- [ASSIGNMENT] The entries below contain a stretch that opens with the line containing "positive clicks: (531, 149)" and closes with the line containing "103L513 200L687 199L458"; set down that stretch exactly, both ends included, and nothing else.

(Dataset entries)
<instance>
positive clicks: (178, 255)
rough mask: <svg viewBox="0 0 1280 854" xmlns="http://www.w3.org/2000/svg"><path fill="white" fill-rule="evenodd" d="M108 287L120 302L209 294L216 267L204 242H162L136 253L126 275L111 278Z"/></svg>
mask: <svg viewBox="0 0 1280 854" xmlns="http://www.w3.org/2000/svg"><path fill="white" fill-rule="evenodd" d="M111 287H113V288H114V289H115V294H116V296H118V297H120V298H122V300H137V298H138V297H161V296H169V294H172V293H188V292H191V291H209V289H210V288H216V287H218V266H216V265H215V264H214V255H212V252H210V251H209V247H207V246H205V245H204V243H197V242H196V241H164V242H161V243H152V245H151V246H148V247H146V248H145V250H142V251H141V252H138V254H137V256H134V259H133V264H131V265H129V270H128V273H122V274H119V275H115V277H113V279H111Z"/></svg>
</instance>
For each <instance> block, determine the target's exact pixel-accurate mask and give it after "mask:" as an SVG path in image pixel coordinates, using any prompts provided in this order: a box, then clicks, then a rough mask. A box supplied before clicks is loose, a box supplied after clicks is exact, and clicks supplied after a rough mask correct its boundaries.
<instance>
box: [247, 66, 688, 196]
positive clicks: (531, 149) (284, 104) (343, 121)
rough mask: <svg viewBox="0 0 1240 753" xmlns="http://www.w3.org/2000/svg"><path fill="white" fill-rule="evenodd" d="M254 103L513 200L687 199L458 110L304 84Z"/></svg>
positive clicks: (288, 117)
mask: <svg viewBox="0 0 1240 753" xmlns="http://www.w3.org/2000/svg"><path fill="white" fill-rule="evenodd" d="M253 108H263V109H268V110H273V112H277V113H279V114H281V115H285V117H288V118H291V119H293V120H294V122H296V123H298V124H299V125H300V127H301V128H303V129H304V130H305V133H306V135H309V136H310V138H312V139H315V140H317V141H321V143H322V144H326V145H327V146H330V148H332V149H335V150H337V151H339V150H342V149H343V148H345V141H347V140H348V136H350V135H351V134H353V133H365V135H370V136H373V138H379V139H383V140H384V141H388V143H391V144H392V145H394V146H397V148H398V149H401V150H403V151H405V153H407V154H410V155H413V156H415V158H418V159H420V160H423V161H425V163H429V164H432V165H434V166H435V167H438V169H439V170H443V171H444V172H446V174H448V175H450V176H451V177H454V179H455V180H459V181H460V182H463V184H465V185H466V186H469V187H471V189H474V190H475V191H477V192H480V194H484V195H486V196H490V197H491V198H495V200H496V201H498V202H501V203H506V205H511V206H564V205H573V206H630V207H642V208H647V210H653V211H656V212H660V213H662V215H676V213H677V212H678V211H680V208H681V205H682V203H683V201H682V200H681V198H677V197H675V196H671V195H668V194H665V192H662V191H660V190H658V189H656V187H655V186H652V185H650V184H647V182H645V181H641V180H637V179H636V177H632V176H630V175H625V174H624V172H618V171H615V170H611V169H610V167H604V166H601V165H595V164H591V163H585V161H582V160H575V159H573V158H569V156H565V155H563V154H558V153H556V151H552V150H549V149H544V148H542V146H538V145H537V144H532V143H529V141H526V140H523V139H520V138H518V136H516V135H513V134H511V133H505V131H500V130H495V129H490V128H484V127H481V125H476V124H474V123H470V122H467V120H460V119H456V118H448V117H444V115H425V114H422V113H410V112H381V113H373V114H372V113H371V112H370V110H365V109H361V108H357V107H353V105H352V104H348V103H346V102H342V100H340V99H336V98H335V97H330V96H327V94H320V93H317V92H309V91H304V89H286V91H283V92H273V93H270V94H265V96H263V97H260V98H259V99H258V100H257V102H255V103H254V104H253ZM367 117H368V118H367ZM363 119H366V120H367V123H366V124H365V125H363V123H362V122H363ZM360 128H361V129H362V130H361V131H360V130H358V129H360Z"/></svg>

- [YOUR RESPONSE]
positive clicks: (531, 149) (284, 104) (343, 121)
rough mask: <svg viewBox="0 0 1240 753" xmlns="http://www.w3.org/2000/svg"><path fill="white" fill-rule="evenodd" d="M254 103L513 200L687 199L458 110L304 84Z"/></svg>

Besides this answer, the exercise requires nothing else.